● WHAT THIS TASK INVOLVES:
Produce an exact copy of the lines from the line containing "of the framed" through the last line of the entries below, and only those lines.

● TASK MATERIAL:
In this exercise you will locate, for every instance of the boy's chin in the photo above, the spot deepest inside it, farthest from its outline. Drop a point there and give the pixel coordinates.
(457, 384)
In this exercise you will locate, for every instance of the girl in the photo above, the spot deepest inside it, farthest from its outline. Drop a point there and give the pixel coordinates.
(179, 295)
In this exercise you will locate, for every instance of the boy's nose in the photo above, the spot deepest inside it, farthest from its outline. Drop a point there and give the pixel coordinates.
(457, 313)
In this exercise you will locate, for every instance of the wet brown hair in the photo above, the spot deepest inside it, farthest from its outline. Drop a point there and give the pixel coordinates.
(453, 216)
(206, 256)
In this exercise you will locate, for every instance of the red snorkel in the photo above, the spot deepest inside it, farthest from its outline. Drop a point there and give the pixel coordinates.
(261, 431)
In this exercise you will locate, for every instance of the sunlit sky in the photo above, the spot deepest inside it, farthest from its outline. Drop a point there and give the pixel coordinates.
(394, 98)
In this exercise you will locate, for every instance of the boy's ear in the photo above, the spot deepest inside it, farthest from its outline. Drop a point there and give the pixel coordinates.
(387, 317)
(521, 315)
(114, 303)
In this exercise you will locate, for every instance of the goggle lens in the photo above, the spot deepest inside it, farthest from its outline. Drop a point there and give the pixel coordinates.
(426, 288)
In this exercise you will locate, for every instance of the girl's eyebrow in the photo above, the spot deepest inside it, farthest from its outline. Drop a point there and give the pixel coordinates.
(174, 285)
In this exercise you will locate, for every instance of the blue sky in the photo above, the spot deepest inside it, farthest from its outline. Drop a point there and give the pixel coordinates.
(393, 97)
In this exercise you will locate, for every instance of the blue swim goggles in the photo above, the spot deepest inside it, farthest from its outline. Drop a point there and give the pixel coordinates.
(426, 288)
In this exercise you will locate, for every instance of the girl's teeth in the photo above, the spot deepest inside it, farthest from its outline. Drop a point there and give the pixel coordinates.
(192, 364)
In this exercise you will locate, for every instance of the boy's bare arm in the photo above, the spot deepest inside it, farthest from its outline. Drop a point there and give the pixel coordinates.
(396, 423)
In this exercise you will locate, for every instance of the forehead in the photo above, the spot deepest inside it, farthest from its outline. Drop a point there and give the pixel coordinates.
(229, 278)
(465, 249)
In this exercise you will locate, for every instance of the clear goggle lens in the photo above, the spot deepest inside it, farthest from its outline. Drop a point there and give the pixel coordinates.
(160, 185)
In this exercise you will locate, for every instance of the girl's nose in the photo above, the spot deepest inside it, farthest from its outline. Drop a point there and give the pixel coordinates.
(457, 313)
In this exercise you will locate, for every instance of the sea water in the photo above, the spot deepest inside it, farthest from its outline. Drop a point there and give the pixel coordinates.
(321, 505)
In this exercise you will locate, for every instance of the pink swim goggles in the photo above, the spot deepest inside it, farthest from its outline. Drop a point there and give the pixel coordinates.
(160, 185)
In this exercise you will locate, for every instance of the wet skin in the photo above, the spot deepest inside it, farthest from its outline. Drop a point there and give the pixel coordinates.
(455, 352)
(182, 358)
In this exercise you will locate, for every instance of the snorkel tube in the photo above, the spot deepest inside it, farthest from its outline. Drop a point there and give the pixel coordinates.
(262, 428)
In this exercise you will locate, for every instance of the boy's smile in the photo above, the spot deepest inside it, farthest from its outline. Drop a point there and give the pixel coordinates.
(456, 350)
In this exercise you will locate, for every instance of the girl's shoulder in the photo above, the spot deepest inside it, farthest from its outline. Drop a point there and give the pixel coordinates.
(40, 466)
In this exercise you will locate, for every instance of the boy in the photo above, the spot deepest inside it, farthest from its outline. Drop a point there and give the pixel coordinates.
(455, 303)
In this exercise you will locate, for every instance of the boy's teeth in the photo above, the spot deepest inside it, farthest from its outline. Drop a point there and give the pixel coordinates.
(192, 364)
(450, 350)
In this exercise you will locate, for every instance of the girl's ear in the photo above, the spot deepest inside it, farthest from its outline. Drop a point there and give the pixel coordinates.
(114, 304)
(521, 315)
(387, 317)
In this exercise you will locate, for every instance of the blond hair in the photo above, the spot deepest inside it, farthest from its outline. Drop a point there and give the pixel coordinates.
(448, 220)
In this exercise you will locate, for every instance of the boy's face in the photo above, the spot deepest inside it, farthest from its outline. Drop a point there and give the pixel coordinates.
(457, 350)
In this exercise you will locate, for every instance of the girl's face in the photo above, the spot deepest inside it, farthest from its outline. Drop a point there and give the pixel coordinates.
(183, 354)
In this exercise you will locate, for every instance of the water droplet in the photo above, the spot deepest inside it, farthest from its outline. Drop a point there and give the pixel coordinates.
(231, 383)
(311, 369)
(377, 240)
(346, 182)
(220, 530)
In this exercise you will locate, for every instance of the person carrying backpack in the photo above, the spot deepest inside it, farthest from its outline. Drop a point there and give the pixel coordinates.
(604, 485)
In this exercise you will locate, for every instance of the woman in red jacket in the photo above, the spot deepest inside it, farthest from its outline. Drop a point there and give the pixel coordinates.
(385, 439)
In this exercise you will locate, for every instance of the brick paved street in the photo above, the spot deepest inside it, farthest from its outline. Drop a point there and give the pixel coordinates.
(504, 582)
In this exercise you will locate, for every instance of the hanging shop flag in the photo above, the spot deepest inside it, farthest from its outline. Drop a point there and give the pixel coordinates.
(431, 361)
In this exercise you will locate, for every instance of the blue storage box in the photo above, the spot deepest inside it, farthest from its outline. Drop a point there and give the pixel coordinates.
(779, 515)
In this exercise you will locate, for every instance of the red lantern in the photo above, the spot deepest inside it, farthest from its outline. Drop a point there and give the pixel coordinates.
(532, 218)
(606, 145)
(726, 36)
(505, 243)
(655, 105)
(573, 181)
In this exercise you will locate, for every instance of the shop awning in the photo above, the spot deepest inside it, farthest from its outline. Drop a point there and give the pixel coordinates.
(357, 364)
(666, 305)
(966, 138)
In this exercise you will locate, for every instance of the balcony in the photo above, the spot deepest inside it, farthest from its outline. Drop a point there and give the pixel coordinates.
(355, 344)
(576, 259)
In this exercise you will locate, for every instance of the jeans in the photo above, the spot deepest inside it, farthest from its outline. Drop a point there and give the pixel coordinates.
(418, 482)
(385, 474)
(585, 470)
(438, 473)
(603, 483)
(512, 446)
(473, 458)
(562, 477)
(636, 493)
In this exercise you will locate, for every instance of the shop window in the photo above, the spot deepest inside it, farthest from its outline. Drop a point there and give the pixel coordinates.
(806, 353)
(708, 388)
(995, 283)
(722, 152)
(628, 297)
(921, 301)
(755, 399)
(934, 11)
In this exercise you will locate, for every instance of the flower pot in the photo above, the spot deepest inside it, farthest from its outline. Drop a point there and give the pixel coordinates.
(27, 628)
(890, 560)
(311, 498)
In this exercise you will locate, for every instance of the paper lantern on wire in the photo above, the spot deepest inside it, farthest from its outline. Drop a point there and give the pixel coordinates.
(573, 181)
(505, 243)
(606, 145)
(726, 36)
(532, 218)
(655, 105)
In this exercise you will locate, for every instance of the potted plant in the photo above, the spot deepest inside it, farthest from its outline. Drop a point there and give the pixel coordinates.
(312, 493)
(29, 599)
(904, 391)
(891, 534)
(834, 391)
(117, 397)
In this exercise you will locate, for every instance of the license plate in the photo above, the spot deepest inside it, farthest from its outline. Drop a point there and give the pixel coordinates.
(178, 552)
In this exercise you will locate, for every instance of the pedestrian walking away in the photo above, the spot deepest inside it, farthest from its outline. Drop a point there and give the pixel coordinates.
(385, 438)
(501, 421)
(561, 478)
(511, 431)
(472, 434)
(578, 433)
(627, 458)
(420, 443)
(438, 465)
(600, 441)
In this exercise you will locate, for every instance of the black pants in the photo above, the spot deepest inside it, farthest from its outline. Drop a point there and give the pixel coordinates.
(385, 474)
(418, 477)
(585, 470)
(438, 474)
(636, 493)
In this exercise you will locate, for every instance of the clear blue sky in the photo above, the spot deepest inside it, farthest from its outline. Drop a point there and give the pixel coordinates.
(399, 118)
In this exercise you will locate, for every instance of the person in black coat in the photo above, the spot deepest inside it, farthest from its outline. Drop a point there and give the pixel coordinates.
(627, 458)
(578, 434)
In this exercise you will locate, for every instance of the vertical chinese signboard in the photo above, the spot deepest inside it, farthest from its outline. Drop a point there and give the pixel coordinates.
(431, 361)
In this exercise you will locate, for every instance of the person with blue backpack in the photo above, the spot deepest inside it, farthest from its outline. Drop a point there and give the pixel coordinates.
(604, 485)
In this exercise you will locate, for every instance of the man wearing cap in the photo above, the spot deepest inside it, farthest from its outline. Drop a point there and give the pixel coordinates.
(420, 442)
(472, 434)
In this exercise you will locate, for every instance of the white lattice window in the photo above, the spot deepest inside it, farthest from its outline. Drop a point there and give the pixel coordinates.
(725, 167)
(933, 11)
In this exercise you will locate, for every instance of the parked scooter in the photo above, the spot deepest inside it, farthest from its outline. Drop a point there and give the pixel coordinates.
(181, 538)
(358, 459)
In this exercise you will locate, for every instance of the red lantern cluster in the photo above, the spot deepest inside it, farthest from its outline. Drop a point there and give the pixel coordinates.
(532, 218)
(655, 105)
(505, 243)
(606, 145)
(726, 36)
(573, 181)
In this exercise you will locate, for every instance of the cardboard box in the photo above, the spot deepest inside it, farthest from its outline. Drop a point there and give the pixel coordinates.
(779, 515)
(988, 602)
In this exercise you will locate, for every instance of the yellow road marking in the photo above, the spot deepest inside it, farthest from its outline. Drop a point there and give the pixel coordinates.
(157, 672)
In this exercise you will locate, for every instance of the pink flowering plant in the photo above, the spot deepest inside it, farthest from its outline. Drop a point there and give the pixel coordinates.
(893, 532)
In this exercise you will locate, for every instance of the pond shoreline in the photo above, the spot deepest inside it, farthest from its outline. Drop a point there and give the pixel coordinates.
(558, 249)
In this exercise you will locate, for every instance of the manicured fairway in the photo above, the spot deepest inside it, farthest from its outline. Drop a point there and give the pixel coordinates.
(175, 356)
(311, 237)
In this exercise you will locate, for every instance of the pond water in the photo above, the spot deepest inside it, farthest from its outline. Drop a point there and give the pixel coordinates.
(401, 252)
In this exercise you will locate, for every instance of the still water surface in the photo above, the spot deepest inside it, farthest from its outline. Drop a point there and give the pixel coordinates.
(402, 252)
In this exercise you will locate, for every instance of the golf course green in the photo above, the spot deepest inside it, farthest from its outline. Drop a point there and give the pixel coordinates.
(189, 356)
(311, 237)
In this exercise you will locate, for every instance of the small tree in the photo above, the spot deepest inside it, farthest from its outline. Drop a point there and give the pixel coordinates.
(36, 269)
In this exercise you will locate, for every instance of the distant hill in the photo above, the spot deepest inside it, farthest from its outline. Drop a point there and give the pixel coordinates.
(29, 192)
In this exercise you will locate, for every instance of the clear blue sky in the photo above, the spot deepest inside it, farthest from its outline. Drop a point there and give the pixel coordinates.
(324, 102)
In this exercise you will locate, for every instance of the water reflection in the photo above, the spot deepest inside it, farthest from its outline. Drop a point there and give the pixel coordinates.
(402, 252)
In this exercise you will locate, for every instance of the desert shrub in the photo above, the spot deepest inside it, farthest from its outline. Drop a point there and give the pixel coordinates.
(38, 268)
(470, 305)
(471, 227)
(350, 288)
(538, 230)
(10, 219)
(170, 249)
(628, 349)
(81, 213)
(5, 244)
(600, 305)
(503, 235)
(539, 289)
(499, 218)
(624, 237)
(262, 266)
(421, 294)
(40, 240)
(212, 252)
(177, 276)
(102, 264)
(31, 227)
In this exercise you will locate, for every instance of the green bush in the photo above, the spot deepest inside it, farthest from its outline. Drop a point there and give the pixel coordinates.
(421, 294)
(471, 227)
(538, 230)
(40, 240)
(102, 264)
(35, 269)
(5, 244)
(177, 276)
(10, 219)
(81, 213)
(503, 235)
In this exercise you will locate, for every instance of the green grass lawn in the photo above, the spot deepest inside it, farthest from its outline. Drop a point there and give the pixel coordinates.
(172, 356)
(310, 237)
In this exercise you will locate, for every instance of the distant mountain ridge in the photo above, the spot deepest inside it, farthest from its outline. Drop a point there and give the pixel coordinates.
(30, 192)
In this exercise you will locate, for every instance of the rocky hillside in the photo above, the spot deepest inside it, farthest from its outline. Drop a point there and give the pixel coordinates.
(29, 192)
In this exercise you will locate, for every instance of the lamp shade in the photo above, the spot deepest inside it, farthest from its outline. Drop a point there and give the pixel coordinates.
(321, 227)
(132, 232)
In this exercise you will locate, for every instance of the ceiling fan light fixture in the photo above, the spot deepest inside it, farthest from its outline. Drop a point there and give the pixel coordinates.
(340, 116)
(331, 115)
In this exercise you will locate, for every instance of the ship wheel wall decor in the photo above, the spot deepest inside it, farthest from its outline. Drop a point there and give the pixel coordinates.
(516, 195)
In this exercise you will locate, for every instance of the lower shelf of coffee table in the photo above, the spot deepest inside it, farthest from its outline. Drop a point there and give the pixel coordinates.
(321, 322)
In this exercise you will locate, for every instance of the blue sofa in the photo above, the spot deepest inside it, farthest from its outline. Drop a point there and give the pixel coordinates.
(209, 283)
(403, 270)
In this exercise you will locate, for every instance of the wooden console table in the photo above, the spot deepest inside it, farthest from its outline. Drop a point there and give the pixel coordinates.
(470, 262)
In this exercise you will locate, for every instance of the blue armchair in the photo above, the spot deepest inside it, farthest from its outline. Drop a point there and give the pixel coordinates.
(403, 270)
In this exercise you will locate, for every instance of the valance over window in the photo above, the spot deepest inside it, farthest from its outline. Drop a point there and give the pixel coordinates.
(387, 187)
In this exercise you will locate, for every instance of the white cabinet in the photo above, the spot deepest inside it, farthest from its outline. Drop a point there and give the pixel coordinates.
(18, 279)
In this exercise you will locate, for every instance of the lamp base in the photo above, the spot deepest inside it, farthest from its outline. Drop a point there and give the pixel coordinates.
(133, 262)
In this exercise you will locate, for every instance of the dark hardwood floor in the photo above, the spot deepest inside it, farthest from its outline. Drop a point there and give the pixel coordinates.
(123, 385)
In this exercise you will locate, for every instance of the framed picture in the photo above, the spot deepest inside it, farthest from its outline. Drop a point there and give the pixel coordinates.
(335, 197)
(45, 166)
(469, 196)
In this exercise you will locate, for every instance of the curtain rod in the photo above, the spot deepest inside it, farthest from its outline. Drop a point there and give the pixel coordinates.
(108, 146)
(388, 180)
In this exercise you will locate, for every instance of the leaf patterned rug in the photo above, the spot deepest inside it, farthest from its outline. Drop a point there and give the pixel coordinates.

● RESULT OF THIS EXERCISE:
In this exercise you will locate, for every instance of the framed picture in the photo above, the spot deepest inside it, farthest from its outline. Drop a point there and give the pixel coordinates.
(335, 197)
(45, 166)
(469, 196)
In this exercise you will locate, for every instance of the curtain rod in the photo above, the spot deepest inside it, farthest from its outline. Drop a point there and give the pixel coordinates.
(108, 146)
(388, 180)
In this exercise you will locate, for every instance of the leaf patterned rug in the photo above, the spot deepest inside it, farthest from its outline. Drop a point there and give the pixel coordinates.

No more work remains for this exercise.